Metin bölümü>
Şimdi ve Mazi; RYAN ADAMS
Utkan Çınar
Ryan Adams’ın Bryan Adams ile derdi oldu tabii. Sıklıkla konserlerinde Bryan Adams şarkıları bağırılmaktaydı ona. Başlarda buna öfkeli yanıtlar verse de* artık 40 yaşının getirdiği olgunlukla Bryan Adams şarkıları yorumlayarak eğleniyor bunlarla. Adams’ın alternatif country’nin altın çocuğu olduğu günler geride kaldı. 20 seneyi aşan kariyerinin son birkaç senesi onun en görünür olduğu zamanlar. Bu genelde böyle işlemezdi. Bu güzel sesli ve yetenekli şarkı yazarının son 17 yılda 16. ve son albümü Prisoner’ın üzerinden kariyerine bir bakış atalım istiyoruz.
Adams’ın adını duyalı çok oldu. 2003’deki 45’liği “So Alive” Interpol ve The Strokes gibi şeyler dinlerken arada iyi gidiyordu. Ama kişisel olarak yeteneğinin farkına varmam 2005’teki albümü 29 ile oldu. 20’li yaşlarındaki, her yıla birer şarkıyla baktığı albüm, spagetti western şarkısı “The Sadness” ve “Nightbirds” gibi çok iyi şarkıları olan bir albümdü. Daha sonra Whiskeytown’a girdiğimde gözüm açıldı. 20’li yaşlarının başlarında bu kadar sıklıkla iyi şarkılar yazabiliyordu ve sesi az bulunan iyilikteydi.Jacksonville, Kuzey Karolina’da kaykaycı bir punk olarak büyüyen Adams’ın yaptığı müzikle o zamanki zevkleri çok da uyuşmuyor. Hüsker Dü, Danzig, Black Sabbath, Sonic Youth ve bolca metal dinleyen bir kaykaycıdan alternatif country yıldızı çıkmasını beklemezsiniz. Kendi kendine gitar çalmayı öğrenirken Cowboy Junkies’e, onların harika The Velvet Underground cover’ı “Sweet Jane”in klibine denk geliyor. Böyle yumuşak, sakin ve yavaş müzik yapma dürtüsünü o zaman hissediyor içinde. Henüz 20 yaşında kurduğu Whiskeytown ile 4 albüm yaptı Adams. Özellikle 2008’de tekrar yayınlanan Stranger’s Almanac gibi bir alt. country şaheserine imza attı. Kısaca bir “altın çocuk”tu.

Görev a> Ryan Adams yazısına göre Adams'ın kaykaycı bir punk olarak dinlediği, adı geçen gruplar hangileridir? Hepsini sıralayın.

[Bölge işaretleme kayıtları]

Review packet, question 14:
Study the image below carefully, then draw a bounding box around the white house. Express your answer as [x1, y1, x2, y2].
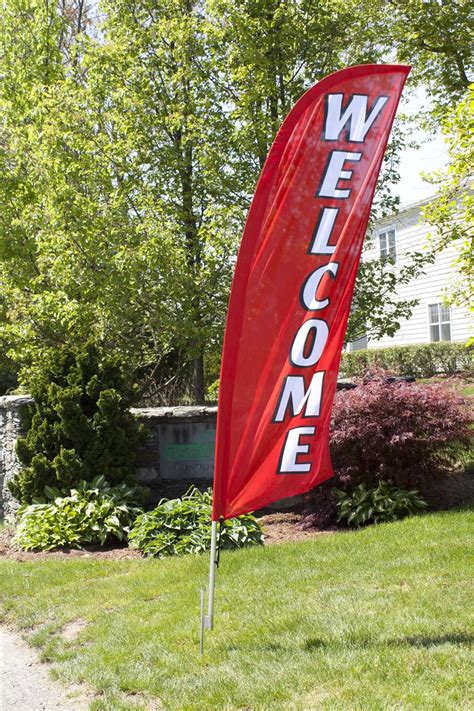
[349, 193, 474, 351]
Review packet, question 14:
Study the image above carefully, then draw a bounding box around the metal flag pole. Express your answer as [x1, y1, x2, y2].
[200, 521, 217, 654]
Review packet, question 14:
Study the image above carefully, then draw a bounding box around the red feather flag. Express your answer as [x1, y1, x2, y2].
[212, 65, 410, 521]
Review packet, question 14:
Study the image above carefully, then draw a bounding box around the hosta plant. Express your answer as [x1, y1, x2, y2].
[335, 481, 427, 526]
[129, 487, 263, 558]
[13, 476, 142, 551]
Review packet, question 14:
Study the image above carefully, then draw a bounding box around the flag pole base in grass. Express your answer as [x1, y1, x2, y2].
[200, 521, 217, 654]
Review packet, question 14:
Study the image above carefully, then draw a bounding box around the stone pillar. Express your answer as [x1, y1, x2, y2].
[0, 395, 33, 521]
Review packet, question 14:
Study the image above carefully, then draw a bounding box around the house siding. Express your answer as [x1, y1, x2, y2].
[360, 203, 473, 350]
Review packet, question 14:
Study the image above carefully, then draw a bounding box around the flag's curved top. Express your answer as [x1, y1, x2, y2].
[213, 64, 410, 520]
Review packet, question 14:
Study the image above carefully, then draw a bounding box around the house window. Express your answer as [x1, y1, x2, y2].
[379, 228, 397, 264]
[428, 304, 451, 341]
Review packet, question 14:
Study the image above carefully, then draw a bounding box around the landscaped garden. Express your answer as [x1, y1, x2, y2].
[0, 511, 473, 711]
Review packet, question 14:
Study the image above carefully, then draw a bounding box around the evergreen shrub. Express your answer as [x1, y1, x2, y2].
[334, 481, 427, 526]
[9, 344, 143, 504]
[340, 342, 473, 378]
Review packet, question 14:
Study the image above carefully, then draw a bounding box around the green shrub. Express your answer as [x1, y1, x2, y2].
[334, 481, 427, 526]
[340, 343, 473, 378]
[0, 355, 18, 395]
[13, 476, 142, 551]
[129, 487, 263, 558]
[9, 344, 143, 504]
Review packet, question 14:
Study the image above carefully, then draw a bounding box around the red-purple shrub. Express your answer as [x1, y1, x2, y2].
[331, 372, 472, 496]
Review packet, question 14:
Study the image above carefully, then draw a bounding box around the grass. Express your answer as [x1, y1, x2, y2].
[0, 511, 473, 711]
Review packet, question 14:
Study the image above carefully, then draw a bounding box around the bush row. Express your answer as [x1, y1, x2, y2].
[340, 343, 473, 378]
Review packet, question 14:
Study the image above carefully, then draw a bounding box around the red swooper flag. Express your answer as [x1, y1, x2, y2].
[212, 65, 410, 521]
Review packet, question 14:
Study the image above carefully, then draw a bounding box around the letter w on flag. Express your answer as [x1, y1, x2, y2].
[213, 65, 410, 521]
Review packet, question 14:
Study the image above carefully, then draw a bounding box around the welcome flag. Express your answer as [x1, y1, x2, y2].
[212, 65, 410, 521]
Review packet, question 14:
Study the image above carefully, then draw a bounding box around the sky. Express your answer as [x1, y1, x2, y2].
[393, 91, 448, 206]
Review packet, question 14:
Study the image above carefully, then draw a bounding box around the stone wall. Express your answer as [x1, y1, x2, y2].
[0, 395, 33, 520]
[132, 406, 217, 505]
[0, 395, 217, 520]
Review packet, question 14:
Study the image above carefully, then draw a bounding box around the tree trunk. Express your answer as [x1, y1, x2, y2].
[193, 353, 206, 405]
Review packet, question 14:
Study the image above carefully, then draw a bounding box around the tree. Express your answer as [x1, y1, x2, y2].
[423, 85, 474, 324]
[0, 0, 466, 402]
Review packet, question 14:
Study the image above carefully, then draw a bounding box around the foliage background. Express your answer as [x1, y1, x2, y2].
[0, 0, 470, 403]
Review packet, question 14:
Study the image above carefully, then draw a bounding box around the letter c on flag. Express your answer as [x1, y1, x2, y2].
[301, 262, 339, 311]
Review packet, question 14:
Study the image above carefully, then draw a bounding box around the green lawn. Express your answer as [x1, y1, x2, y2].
[0, 511, 473, 711]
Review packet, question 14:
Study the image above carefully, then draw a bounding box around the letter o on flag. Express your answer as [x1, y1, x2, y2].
[290, 318, 329, 368]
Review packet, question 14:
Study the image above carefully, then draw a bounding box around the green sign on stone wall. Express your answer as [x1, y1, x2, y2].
[160, 422, 216, 480]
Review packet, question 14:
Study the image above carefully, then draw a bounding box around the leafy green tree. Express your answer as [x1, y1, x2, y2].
[423, 84, 474, 326]
[0, 0, 464, 402]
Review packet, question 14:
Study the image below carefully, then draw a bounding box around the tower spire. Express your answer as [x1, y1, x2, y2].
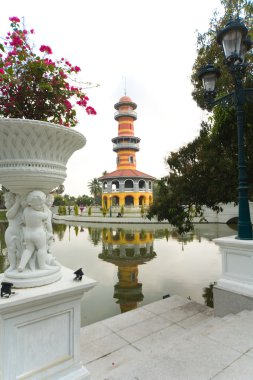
[123, 77, 126, 96]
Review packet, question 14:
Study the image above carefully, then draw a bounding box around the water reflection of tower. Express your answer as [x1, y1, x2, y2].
[99, 229, 156, 313]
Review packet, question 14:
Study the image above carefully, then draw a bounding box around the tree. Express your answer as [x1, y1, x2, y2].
[148, 0, 253, 233]
[88, 178, 102, 203]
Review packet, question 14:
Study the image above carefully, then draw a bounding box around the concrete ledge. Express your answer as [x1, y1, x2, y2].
[213, 285, 253, 317]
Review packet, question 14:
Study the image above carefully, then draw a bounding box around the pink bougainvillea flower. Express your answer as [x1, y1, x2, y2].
[0, 17, 96, 127]
[9, 16, 20, 22]
[86, 106, 97, 115]
[40, 45, 53, 54]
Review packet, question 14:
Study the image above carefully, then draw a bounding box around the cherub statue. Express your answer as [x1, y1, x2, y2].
[18, 190, 49, 272]
[4, 191, 22, 272]
[45, 194, 54, 253]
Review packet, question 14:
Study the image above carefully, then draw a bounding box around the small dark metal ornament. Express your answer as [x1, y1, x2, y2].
[74, 268, 84, 281]
[1, 281, 15, 298]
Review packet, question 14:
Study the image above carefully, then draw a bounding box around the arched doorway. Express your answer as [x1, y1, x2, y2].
[139, 195, 146, 206]
[139, 179, 146, 190]
[112, 180, 119, 191]
[125, 195, 134, 206]
[112, 195, 119, 206]
[125, 179, 134, 190]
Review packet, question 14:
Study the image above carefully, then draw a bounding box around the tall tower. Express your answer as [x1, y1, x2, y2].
[99, 96, 155, 208]
[112, 96, 141, 169]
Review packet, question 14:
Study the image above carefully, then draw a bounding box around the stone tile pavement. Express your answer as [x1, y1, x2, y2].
[81, 296, 253, 380]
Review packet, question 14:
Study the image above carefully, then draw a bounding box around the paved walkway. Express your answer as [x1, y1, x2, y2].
[81, 296, 253, 380]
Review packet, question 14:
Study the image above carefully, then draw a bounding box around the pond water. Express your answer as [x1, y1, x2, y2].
[0, 223, 236, 326]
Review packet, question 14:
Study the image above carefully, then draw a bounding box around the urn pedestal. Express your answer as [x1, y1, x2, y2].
[0, 267, 96, 380]
[0, 119, 86, 288]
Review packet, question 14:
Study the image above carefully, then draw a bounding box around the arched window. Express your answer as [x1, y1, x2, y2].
[125, 179, 134, 189]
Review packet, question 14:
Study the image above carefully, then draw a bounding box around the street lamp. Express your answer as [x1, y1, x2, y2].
[199, 19, 253, 240]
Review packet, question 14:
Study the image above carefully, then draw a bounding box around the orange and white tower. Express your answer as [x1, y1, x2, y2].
[99, 96, 155, 208]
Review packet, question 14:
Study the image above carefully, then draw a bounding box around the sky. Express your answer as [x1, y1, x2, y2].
[0, 0, 222, 196]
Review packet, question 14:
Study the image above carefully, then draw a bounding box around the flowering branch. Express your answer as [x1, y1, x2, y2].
[0, 17, 96, 127]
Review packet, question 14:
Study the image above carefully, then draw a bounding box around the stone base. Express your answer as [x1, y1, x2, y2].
[0, 267, 95, 380]
[213, 236, 253, 317]
[2, 266, 61, 288]
[213, 286, 253, 317]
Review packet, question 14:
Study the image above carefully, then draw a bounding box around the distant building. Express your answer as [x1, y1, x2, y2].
[99, 96, 155, 208]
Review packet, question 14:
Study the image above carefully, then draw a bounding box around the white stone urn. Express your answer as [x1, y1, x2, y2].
[0, 119, 86, 288]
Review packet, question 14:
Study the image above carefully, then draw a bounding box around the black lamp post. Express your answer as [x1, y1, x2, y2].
[199, 19, 253, 240]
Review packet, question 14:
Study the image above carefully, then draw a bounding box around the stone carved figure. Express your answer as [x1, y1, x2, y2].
[4, 192, 23, 271]
[45, 194, 54, 254]
[18, 190, 49, 272]
[4, 190, 61, 288]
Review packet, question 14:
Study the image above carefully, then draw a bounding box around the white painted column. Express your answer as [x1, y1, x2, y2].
[0, 267, 96, 380]
[213, 236, 253, 316]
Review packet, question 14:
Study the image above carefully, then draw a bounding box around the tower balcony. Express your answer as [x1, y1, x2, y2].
[114, 110, 137, 120]
[113, 142, 140, 152]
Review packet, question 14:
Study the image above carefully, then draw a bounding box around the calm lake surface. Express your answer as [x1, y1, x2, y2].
[0, 223, 236, 326]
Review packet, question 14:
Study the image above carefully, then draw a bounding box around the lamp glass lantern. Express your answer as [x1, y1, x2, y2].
[240, 36, 252, 62]
[199, 64, 220, 93]
[217, 19, 248, 61]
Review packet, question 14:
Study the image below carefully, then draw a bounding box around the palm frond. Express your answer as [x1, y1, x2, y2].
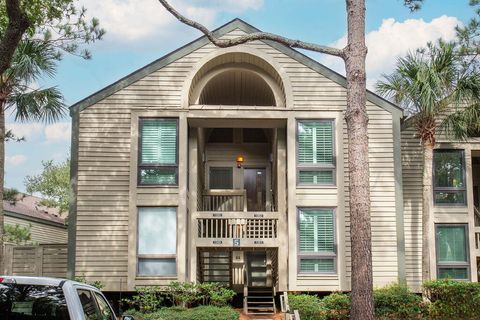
[440, 103, 480, 141]
[5, 39, 59, 83]
[8, 87, 67, 123]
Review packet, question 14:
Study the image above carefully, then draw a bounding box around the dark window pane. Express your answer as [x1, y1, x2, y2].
[300, 258, 335, 273]
[298, 170, 333, 185]
[210, 168, 233, 189]
[434, 191, 466, 204]
[438, 268, 469, 280]
[0, 284, 70, 320]
[243, 128, 268, 143]
[437, 226, 468, 263]
[138, 258, 177, 276]
[140, 167, 177, 185]
[208, 128, 233, 143]
[95, 292, 115, 320]
[434, 150, 465, 188]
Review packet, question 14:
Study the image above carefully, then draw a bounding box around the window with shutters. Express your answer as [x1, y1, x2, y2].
[297, 120, 335, 185]
[138, 118, 178, 185]
[298, 208, 337, 273]
[433, 149, 467, 206]
[435, 224, 470, 280]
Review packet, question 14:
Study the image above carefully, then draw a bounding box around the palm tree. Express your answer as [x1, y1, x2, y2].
[376, 41, 480, 281]
[0, 39, 66, 273]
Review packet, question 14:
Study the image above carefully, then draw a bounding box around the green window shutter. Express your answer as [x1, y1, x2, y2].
[437, 226, 468, 263]
[300, 258, 335, 272]
[299, 209, 335, 253]
[298, 121, 334, 164]
[298, 170, 333, 185]
[140, 119, 177, 165]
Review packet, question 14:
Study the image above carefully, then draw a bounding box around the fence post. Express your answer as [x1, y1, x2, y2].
[2, 244, 13, 275]
[35, 245, 43, 277]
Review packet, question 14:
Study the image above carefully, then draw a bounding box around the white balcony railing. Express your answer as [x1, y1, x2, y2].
[194, 212, 279, 246]
[198, 189, 247, 212]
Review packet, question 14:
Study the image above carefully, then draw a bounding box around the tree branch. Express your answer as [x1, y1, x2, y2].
[0, 0, 30, 74]
[158, 0, 344, 58]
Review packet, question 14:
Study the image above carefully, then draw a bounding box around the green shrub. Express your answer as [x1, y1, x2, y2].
[321, 292, 351, 320]
[197, 282, 236, 307]
[288, 294, 325, 320]
[373, 284, 425, 319]
[423, 279, 480, 319]
[165, 281, 204, 308]
[123, 286, 164, 315]
[124, 306, 239, 320]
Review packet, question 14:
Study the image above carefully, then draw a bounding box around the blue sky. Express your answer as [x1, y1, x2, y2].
[5, 0, 473, 191]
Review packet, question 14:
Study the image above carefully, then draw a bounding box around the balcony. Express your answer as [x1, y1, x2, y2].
[193, 189, 280, 247]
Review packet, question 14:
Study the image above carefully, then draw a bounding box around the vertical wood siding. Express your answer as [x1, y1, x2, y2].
[5, 215, 67, 244]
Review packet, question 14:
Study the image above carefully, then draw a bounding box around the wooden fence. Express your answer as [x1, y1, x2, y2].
[3, 244, 67, 278]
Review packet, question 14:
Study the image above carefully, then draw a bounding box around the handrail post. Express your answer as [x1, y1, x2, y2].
[243, 189, 247, 212]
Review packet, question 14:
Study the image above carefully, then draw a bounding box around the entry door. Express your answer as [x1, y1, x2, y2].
[243, 168, 267, 211]
[247, 252, 267, 287]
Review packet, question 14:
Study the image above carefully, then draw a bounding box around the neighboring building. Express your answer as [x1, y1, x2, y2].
[3, 194, 68, 244]
[69, 19, 480, 302]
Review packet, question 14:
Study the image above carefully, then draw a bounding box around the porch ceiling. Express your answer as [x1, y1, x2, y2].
[188, 118, 287, 129]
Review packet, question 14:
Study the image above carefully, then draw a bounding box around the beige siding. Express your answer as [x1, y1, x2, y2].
[401, 128, 423, 289]
[5, 213, 67, 244]
[343, 103, 398, 286]
[76, 30, 398, 290]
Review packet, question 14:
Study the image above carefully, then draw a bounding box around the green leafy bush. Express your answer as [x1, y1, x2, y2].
[123, 286, 164, 314]
[423, 279, 480, 319]
[124, 306, 239, 320]
[373, 284, 425, 319]
[321, 292, 351, 320]
[288, 294, 326, 320]
[197, 283, 236, 307]
[165, 281, 204, 308]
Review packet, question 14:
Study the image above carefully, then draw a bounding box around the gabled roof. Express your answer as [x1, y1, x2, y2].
[70, 18, 403, 117]
[3, 194, 65, 227]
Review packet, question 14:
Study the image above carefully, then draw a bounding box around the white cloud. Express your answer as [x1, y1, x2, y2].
[321, 16, 461, 89]
[5, 154, 27, 166]
[81, 0, 263, 42]
[45, 122, 71, 142]
[6, 123, 44, 141]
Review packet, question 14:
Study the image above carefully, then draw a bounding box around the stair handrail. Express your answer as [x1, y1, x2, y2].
[242, 264, 248, 314]
[473, 206, 480, 227]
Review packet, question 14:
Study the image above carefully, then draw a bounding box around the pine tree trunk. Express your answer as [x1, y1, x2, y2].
[345, 0, 373, 320]
[0, 98, 5, 274]
[422, 142, 434, 281]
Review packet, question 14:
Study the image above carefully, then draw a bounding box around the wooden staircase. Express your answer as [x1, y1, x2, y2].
[243, 286, 276, 315]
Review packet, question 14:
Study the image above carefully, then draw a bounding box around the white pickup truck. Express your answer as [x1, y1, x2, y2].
[0, 276, 134, 320]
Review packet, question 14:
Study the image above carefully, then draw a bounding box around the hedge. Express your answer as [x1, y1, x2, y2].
[423, 279, 480, 319]
[124, 306, 239, 320]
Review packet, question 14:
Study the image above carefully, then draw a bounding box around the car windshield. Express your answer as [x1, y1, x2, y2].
[0, 284, 70, 320]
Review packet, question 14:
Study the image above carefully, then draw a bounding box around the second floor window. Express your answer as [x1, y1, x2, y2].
[138, 118, 178, 185]
[297, 120, 335, 185]
[433, 149, 467, 205]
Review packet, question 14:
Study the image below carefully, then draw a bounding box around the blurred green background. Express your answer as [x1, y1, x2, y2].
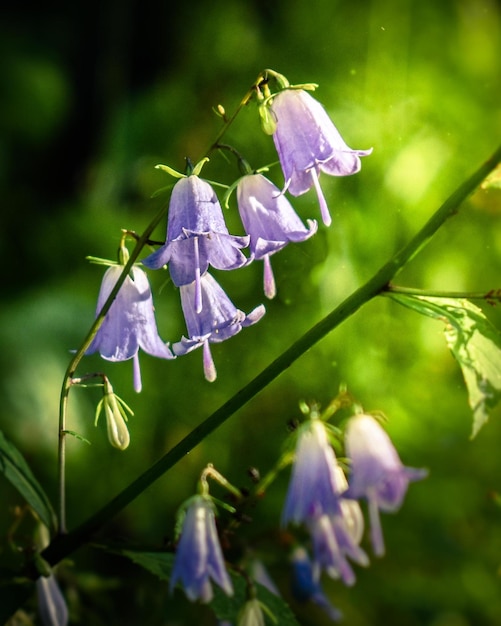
[0, 0, 501, 626]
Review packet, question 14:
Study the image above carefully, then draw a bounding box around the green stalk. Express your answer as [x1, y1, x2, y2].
[58, 200, 167, 534]
[42, 146, 501, 565]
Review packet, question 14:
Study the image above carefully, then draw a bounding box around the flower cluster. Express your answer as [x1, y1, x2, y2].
[87, 72, 371, 391]
[282, 415, 426, 614]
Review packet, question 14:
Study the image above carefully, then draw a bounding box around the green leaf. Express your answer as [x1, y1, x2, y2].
[0, 431, 56, 530]
[391, 294, 501, 438]
[120, 550, 299, 626]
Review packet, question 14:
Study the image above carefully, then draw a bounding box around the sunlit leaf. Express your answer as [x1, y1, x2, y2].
[121, 550, 299, 626]
[392, 294, 501, 437]
[0, 431, 56, 530]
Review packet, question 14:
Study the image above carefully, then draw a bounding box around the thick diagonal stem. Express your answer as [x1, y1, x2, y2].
[42, 147, 501, 564]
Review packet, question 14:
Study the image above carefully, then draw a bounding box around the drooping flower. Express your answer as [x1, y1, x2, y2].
[291, 546, 343, 622]
[237, 174, 317, 298]
[170, 495, 233, 603]
[172, 273, 265, 382]
[270, 89, 372, 226]
[36, 574, 68, 626]
[143, 174, 249, 312]
[282, 419, 343, 526]
[345, 415, 427, 556]
[86, 265, 174, 392]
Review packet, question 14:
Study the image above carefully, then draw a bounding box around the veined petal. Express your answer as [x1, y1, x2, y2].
[282, 420, 341, 525]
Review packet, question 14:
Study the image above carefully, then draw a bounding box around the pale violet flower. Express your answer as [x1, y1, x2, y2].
[86, 265, 174, 392]
[170, 495, 233, 603]
[282, 419, 343, 526]
[172, 273, 265, 382]
[291, 546, 343, 622]
[270, 89, 372, 226]
[237, 174, 317, 298]
[36, 574, 68, 626]
[345, 415, 427, 556]
[143, 174, 249, 311]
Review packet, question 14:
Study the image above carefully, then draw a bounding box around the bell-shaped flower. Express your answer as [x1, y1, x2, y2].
[94, 377, 134, 450]
[291, 546, 343, 622]
[270, 89, 372, 226]
[237, 174, 317, 298]
[345, 415, 427, 556]
[143, 174, 249, 311]
[306, 466, 369, 585]
[170, 495, 233, 602]
[282, 419, 343, 526]
[86, 265, 174, 392]
[172, 273, 265, 382]
[36, 574, 68, 626]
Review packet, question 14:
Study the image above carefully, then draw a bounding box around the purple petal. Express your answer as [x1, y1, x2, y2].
[237, 174, 317, 259]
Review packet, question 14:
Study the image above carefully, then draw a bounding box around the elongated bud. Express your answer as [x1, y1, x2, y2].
[258, 103, 277, 135]
[36, 574, 68, 626]
[104, 393, 130, 450]
[95, 377, 133, 450]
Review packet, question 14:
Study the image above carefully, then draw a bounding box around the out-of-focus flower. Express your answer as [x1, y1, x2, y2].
[291, 547, 343, 622]
[172, 273, 265, 382]
[306, 466, 369, 585]
[237, 598, 265, 626]
[271, 89, 372, 226]
[170, 495, 233, 602]
[282, 419, 343, 525]
[237, 174, 317, 298]
[143, 174, 249, 312]
[36, 574, 68, 626]
[86, 265, 174, 392]
[95, 377, 133, 450]
[345, 415, 427, 556]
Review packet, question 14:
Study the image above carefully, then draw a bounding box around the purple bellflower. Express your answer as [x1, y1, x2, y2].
[36, 574, 68, 626]
[282, 419, 343, 526]
[306, 466, 369, 585]
[270, 89, 372, 226]
[345, 415, 427, 556]
[237, 174, 317, 298]
[86, 265, 175, 392]
[170, 495, 233, 603]
[143, 174, 249, 312]
[291, 546, 343, 622]
[172, 273, 265, 382]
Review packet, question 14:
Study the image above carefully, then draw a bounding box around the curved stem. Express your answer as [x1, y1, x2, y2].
[42, 141, 501, 565]
[57, 200, 167, 534]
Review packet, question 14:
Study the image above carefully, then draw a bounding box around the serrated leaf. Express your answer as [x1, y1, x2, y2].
[120, 550, 299, 626]
[392, 294, 501, 437]
[0, 431, 56, 530]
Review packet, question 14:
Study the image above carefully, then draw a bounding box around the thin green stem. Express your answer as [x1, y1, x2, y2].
[204, 70, 267, 157]
[43, 146, 501, 565]
[57, 205, 167, 534]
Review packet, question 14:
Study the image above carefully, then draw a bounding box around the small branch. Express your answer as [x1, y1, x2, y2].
[382, 285, 501, 305]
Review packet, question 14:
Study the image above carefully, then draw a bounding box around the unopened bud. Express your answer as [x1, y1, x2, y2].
[95, 378, 133, 450]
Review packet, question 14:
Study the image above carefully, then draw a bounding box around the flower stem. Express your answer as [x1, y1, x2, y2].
[57, 199, 168, 534]
[42, 146, 501, 565]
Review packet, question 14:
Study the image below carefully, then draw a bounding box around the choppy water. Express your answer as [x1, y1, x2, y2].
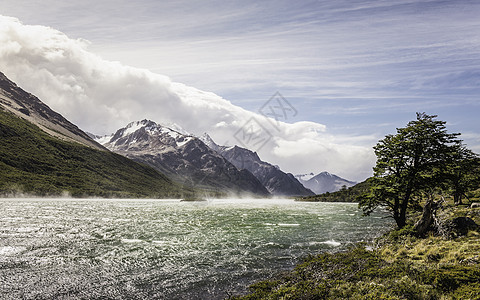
[0, 199, 389, 299]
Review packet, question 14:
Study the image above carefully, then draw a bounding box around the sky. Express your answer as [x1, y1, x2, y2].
[0, 0, 480, 181]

Görev b> Kayıtların ilk satırından "[340, 342, 473, 378]" içeren satıra kadar, iki uç da dahil, tüm satırları istekleriyle birlikte yeniden ölçekleyip yazın. Yanıtlardaki koordinatları 0,6 ile çarpın, buçukları yukarı yuvarlayarak tam sayıya çevirin ve resimleri yanıta almayın.

Yanıt a> Hüsker Dü, Danzig, Black Sabbath, Sonic Youth

Yanıt b>
Review packet, question 14:
Study the image below carefully, then draw a bounding box around the white house. Express your answer as [x1, y1, x2, y2].
[209, 116, 284, 211]
Review packet, question 14:
Study the image above carefully, then draw a bounding box around the metal flag pole. Express your answer as [x1, y1, x2, y2].
[120, 313, 130, 392]
Review packet, question 14:
Study the image above carefully, then draw a bounding box around the red feather flag. Express your answer as [x1, y1, x2, y2].
[127, 39, 246, 313]
Review packet, question 14:
Study the image above carefully, then draw a bounding box around the hosta plant. Express your answer as [x1, y1, x2, y2].
[201, 289, 256, 316]
[77, 292, 158, 335]
[8, 286, 85, 331]
Review packet, question 14:
Study the image above carefully, then draw a bounding box around the flag pole base in grass. Express your answer as [x1, y1, x2, y2].
[120, 313, 130, 392]
Review packet, question 14:
Study the image above carefully, then draw a bounding box around the stone pillar. Express your answer as [x1, y1, x2, y2].
[0, 237, 20, 313]
Review packet, question 14:
Study the image above carefully, then draw a bounding box around the house siding. Express your answer as [x1, y1, x2, y2].
[216, 122, 284, 210]
Review packet, question 14:
Study the image above carefully, then draw a bounding box around the flag's curved top. Express your answer as [x1, y1, x2, y2].
[128, 38, 246, 312]
Review packet, question 14:
Study the image above carefully, then draw a bounding box around the house window. Express your answer as [x1, y1, x2, y2].
[227, 137, 238, 158]
[257, 182, 271, 205]
Review packet, question 14:
Study the image above carefully, then draw a bounding box around the landscaped garden. Express your answer as [x1, y1, x2, y2].
[0, 307, 284, 427]
Review packet, question 14:
Study the image above carefully, then draw a bounding box around the evergreen shrub. Express your answer as [x1, y1, x2, y2].
[200, 289, 256, 316]
[5, 206, 86, 302]
[204, 205, 284, 227]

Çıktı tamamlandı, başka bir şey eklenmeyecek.